→ REQUIREMENTS:
Reproduce every line from the one that contains "Identify a point for each instance of the dark red" through the end of the lines, requests included, and shift each coordinate in the answers by -80.

→ Dataset excerpts on object pointing:
## Begin

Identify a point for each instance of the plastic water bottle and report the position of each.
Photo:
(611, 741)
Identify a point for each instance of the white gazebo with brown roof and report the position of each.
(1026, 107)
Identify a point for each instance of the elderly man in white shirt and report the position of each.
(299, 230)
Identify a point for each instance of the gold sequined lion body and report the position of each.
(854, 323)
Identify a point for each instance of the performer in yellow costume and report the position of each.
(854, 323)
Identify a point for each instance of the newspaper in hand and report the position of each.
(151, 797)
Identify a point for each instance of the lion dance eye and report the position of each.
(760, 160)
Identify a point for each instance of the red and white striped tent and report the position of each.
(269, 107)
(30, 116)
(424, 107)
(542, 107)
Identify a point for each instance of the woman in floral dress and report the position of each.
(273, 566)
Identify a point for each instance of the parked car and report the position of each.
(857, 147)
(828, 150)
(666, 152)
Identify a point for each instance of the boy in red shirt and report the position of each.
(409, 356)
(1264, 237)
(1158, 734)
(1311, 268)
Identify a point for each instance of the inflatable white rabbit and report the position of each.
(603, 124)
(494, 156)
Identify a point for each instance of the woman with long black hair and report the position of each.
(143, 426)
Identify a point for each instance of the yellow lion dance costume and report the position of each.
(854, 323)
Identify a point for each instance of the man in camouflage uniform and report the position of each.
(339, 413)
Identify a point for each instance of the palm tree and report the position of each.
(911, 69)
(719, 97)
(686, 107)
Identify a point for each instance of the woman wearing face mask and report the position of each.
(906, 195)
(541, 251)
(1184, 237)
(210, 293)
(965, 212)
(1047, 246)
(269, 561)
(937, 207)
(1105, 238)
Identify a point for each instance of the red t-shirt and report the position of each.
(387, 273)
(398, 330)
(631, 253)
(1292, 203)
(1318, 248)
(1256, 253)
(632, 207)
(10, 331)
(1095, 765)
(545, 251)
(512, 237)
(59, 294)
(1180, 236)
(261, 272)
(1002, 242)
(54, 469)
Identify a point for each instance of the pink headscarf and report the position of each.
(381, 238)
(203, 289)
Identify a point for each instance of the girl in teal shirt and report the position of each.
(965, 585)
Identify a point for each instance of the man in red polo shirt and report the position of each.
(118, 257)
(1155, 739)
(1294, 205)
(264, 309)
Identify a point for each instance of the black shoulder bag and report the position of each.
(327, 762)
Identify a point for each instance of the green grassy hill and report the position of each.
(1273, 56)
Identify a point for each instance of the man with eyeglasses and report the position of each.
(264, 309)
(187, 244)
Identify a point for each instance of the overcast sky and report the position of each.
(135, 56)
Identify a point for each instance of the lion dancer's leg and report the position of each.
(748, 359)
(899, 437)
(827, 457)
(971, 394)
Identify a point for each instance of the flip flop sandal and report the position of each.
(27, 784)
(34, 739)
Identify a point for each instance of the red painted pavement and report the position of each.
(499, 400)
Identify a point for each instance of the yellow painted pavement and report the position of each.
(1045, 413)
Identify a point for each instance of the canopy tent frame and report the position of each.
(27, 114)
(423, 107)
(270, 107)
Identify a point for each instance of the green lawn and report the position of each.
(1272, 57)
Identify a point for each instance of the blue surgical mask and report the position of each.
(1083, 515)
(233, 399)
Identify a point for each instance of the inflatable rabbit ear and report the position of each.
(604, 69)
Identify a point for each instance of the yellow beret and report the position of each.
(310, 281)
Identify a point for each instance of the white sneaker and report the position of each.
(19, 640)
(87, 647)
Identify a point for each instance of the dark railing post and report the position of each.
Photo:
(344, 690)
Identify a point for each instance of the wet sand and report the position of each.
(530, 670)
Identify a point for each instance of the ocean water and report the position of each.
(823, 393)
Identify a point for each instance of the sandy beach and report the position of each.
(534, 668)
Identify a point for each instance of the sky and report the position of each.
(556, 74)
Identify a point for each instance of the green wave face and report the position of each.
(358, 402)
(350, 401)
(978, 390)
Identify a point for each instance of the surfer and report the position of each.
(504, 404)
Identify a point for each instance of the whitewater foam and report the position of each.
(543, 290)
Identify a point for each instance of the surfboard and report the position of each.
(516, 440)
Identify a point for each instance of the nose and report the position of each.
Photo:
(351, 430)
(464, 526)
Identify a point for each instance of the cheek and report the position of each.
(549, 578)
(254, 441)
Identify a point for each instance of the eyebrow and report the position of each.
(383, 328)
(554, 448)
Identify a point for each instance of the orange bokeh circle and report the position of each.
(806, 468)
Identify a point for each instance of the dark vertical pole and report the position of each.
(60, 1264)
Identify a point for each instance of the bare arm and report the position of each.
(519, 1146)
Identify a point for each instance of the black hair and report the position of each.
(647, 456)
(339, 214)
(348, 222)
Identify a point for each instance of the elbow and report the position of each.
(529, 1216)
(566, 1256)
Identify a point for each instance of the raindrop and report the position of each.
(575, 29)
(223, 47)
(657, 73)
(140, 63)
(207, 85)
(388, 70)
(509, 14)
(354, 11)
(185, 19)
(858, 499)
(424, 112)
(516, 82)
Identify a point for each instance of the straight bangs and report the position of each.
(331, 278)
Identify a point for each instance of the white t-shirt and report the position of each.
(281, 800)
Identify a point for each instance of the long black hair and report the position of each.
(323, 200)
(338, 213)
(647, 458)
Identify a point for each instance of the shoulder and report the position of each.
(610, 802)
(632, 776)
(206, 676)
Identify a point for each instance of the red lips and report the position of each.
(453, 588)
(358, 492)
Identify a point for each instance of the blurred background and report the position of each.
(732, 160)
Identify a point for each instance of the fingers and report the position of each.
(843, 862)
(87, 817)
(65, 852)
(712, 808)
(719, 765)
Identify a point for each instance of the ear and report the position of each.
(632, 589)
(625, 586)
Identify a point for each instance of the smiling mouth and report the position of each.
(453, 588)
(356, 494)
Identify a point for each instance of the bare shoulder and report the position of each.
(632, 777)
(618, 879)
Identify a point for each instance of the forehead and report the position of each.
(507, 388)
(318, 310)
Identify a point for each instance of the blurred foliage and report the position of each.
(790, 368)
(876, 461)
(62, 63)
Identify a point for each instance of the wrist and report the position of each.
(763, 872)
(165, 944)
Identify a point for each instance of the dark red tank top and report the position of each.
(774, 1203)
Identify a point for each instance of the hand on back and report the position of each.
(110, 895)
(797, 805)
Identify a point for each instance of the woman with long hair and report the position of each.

## End

→ ANSWER:
Identify a point for each instance of the dark red tank top and report the position of each.
(694, 1123)
Identify a point for each instance of the hand on back and report the position of each.
(30, 815)
(717, 725)
Identify a point for each instance of the woman with long hair and report the position of each.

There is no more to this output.